The justices deadlocked 4-4 late Thursday night over the scheduled execution of 
an Alabama prisoner who killed a police officer 3 decades ago. Without Scalia's 
vote, they could not overrule a state court that had blocked the execution 
based on the inmate's mental state.

The issue of intellectual disability may return to the court as early as 
Monday, when the justices could decide whether to hear a case next fall 
challenging Texas courts' standard for determining mental competency. The state 
leads the nation in executions with 537 since 1976, including 6 this year.

The Texas case also raises a more far-reaching issue: whether decades in 
solitary confinement awaiting execution violates the Constitution's ban on 
cruel and unusual punishment.

Since Scalia's death in February, the court has deadlocked f4 times, with more 
almost certainly to come. The most notable tie vote denied an anticipated 
victory to opponents of public employee unions who had sought to end mandatory 
fees from non-members, now required in about half the states.

[Data items]
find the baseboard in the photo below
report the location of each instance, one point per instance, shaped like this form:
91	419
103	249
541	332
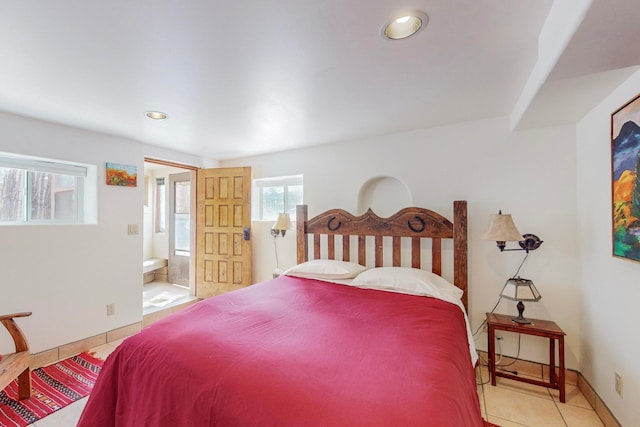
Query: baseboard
597	403
50	356
571	377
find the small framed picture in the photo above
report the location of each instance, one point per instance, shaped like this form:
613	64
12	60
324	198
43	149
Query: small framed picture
122	175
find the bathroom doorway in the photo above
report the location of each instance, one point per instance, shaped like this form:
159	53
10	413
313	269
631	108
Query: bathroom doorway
168	236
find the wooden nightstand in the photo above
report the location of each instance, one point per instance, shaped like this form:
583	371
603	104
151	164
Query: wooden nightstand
541	328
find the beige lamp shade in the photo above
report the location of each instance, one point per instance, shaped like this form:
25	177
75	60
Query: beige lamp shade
283	222
502	229
518	289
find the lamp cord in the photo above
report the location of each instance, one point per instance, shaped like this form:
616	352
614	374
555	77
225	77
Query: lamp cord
275	249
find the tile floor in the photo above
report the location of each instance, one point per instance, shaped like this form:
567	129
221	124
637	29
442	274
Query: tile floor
508	404
158	295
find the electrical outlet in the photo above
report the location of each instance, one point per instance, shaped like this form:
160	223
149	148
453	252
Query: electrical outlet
618	384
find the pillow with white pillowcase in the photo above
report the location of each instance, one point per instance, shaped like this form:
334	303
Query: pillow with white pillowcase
408	280
325	269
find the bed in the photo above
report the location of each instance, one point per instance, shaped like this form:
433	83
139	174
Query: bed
348	337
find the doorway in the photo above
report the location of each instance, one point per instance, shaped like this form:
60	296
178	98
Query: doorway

◆ SET OF TASKS ◆
1. According to the passage about the court's deadlocked votes, how many executions has Texas carried out since 1976?
2. Carry the passage about the court's deadlocked votes forward from its final sentence.
The data items are not needed for either task.

◆ TASK ANSWERS ◆
1. 537

2.
Although Thursday night's tie vote spared just 1 man - Vernon Madison, 
convicted of the 1985 murder of Mobile, Ala., police officer Julius Schulte - 
it highlighted the justices' deep divide over the death penalty.

That divide prompted an angry exchange from the bench on the last day of the 
court's term in June, when the justices ruled 5-4 that states could continue to 
use a controversial sedative as part of their lethal injection protocols. 4 
justices spoke up - 2 in favor, 2 against - and Justice Stephen Breyer said the 
court should consider the overall constitutionality of the death penalty.

Breyer raised 4 issues - the potential for mistakes, racial and other 
disparities, decades-long delays, and increasing numbers of states and counties 
abandoning capital punishment. Justice Ruth Bader Ginsburg signed on to his 
dissent.

"Rather than try to patch up the death penalty's legal wounds one at a time, I 
would ask for full briefing on a more basic question: whether the death penalty 
violates the Constitution," Breyer wrote.

Though it was not his opinion or dissent, Scalia spoke from the bench that day 
to complain about the growing trend. "Maybe we should celebrate that 2 justices 
are willing to kill the death penalty outright instead of pecking it to death," 
he said sarcastically.

Since then, the court has refused to take on a case testing whether capital 
punishment remains constitutional. But viewing Breyer's dissent as an 
invitation, lawyers for death-row inmates continue to try.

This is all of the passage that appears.